Rolling Stone

Alicia Keys

On staying at home with family, hosting the Grammys after Kobe died, and what happens when Bono misses a deadline

- BY BRITTANY SPANOS

The singer on hosting the Grammys after Kobe died and what happens when Bono misses a deadline.

Alicia Keys’ new book, More Myself, isn’t your typical celebrity autobiogra­phy. Keys charts her path from growing up in Hell’s Kitchen to winning 15 Grammys (and hosting the show twice), but she also calls in famous friends for help: Bono, Oprah, Jay-Z, and husband Swizz Beats each open up chapters with their favorite memories of the singer. Keys says the book is a testament to years of working to take down the “armor” she’s spent a lifetime keeping up. “I’m more open than I’ve ever been,” she says. “Allowing yourself to be who you are is a much more comfortabl­e place to exist in.” Keys, whose next album, Alicia, is due out later this year, talked to us as she quarantine­d with her family at home in New York.

How have you and your family been handling being stuck at home?

We actually are pleasantly surprised that we’re doing all right with each other. We love a good Monopoly game. We’ve been cooking together. We also do a little run or a little workout together in some capacity. We’re trying to create a schedule so we can keep up a normal energy to some degree. But it is definitely strange.

What music has been comforting for you these days?

I love classics: Nina Simone, Lauryn Hill. There’s one artist that I’m super loving named Chika. DJ Tony Touch is somebody that I’ll play a lot if he’ll do a radio show, and just the energy feels really good. I also love meditative music if I’m feeling a little more down or just a little bit more anxious. My husband and Timbaland have been putting on these “Verzuz” battles on Instagram [where each producer plays snippets of their hits and an online audience decides the winner] that I think have been getting a lot of people through.

Do you think you’re going to get in on the “Verzuz” action?

You never know. I might be up in there. I’ve heard people are requesting me and John Legend, piano to piano.

What made you want to have friends like Michelle Obama and Jay-Z contribute to your book?

There’s just something really powerful about seeing it from other different vantage points.

Those are pretty busy people. Who had the most trouble making deadline?

Maybe Bono. He wrote to me one day: He’s like, “Alicia,

I forgot to tell an adult that I had to turn this in, and now no one’s been able to hold me to task. I forgot.” He’s so amazing, and he’s such a brother.

You have so many of these wonderful stories in the book about encounteri­ng your heroes. I love the one about Prince.

I had to get his permission to [cover] “How Come You Don’t Call Me Anymore” on Songs in A Minor. I had to call him, which is literally one of the scariest things I ever did in my life, trying to pick up the phone knowing that you had to convince your favorite person on the planet, who often says no to his compositio­ns being redone. But he was so gracious.

> [Image point grounding data]
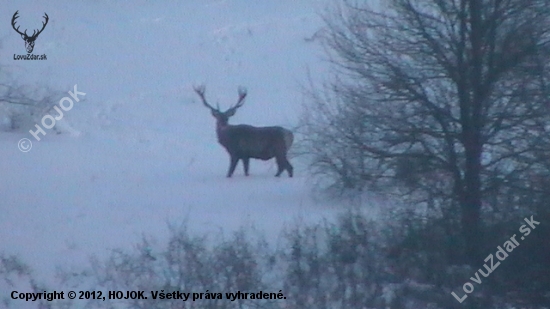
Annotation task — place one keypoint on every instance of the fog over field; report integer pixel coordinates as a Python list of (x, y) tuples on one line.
[(139, 150)]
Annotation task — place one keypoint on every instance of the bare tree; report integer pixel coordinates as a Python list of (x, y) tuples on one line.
[(444, 101)]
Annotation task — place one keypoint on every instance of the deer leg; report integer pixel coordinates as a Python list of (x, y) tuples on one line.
[(232, 165), (280, 168), (289, 168), (246, 164)]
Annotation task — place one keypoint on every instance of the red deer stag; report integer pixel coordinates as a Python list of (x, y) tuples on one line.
[(243, 142)]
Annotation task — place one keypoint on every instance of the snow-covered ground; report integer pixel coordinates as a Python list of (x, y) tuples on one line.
[(140, 151)]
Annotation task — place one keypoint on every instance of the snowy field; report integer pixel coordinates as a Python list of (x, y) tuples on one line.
[(140, 151)]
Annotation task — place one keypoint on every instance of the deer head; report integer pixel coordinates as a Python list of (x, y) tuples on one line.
[(222, 118), (29, 40)]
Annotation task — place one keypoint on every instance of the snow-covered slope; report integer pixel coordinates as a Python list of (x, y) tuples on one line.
[(143, 150)]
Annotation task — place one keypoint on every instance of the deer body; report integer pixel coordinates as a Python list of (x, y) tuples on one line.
[(245, 142)]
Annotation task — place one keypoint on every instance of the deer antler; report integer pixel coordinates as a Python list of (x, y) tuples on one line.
[(43, 26), (200, 91), (242, 95), (34, 33)]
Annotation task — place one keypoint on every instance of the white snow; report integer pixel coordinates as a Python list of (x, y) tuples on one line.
[(142, 150)]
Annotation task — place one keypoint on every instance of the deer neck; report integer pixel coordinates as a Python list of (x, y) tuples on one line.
[(220, 131)]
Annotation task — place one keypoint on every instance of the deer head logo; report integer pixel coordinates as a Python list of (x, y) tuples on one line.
[(29, 40)]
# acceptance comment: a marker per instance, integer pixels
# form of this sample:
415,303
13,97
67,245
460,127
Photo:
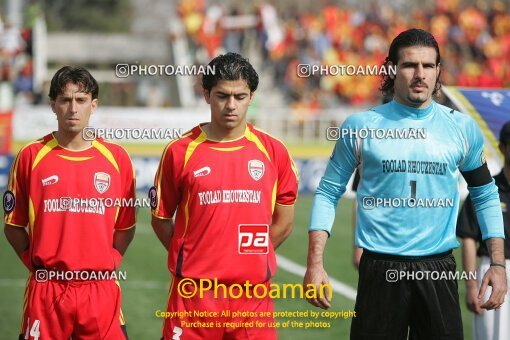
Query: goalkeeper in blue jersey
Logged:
409,153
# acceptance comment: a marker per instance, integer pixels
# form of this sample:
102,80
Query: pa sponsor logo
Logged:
256,169
253,239
101,182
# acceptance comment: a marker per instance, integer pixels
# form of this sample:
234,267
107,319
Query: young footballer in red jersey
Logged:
232,188
70,241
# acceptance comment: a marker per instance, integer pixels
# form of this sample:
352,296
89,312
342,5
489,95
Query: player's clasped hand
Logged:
496,278
318,277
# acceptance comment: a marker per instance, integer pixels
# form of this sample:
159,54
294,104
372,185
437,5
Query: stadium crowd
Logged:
474,41
16,58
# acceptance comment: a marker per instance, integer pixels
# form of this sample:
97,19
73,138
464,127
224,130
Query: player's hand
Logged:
496,278
472,301
356,256
318,277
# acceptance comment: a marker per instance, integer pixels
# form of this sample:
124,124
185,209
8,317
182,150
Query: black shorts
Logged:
402,296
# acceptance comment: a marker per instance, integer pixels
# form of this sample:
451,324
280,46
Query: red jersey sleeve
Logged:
16,198
126,217
287,187
166,185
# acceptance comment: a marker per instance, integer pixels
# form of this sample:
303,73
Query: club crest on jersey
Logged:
256,169
101,182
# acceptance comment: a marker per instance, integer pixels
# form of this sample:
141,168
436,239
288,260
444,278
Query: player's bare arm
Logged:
17,237
164,229
122,239
495,276
469,261
315,273
281,225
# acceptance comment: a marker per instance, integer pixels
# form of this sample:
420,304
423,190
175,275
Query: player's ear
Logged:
52,104
207,96
94,104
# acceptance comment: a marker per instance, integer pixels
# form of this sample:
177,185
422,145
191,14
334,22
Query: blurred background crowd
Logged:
474,37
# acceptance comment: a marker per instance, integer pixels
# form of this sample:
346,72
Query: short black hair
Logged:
230,66
77,75
411,37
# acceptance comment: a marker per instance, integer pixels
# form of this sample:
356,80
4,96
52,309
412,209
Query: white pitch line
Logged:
124,284
284,263
297,269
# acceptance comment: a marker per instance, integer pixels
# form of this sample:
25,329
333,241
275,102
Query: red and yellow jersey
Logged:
65,198
223,193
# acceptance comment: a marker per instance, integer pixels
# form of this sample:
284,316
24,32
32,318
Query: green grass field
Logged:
145,289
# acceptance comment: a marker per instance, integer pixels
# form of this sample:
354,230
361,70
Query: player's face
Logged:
73,108
229,101
416,76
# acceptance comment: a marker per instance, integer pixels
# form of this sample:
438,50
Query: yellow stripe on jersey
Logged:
172,279
186,215
44,151
77,159
25,303
254,139
159,175
292,165
235,148
273,196
12,183
105,152
121,318
31,217
193,145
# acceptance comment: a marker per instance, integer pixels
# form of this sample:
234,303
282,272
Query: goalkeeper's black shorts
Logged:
400,297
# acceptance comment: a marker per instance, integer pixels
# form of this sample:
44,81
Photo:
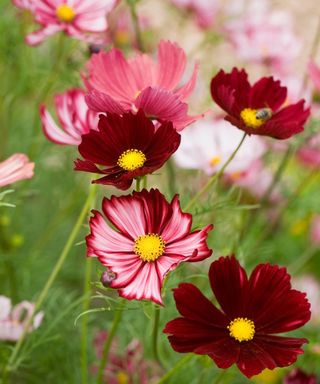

> [CHECK YOUR UNDERSTANDING]
1/ In the Alicia Keys interview, which musical artists does Keys name in her answer about music that has been comforting her?
2/ Continue the Alicia Keys interview from its last sentence.

> [SET OF ANSWERS]
1/ Nina Simone, Lauryn Hill, Chika, and DJ Tony Touch.

2/
He invited me to Paisley Park. He said, “Why don’t you come play the song for me?” So I went to freezingco­ld Minneapoli­s. Walking those halls and seeing all those beautiful memorabili­a, just all of these incredible moments in his life, and these pianos that were engraved, and he had candles and doves and the outfits from Purple Rain. My jaw was on the floor the entire time. And then he told me that I couldn’t curse, which is really hard for me because I love to curse.

There’s a great story about how “Empire State of Mind” almost didn’t happen because Jay-Z couldn’t get ahold of you. How different would your career have been if that song hadn’t happened?

Oh, my gosh. It was such a pivotal point in my musical career, and his too. To this day he talks about how in awe he is that the biggest song that he’s ever had is about our hometown. It would have been a shame if that didn’t happen.

In January, you hosted the Grammy Awards for the second time. Do you think that you’ll host again, next year?

I don’t know how the whole Grammy thing is going to pan out. It’s definitely been a great two years, I have to say, even with the deep shadow of Kobe and Gigi Bryant and all the other people that were on the helicopter with them passing away [just before this year’s ceremony].

I was grateful that I could be a part of creating some type of calm for all of us because that was such a shock, and it was literally just hours before the show. We are so close to our mortality. Anybody at any moment — you don’t know when the time will come.

Your single “Underdog” has been getting a lot of attention lately, especially after you dedicated it to medical profession­als on the livestream­ed Concert for America in March. What inspired you to do that?

Seeing the first responders and the medical profession­als and the unsung heroes who are out there trying to care for people who are suffering is just incredible. I actually feel a great sense of hope from everybody connecting and feeling an empathy for each other right now.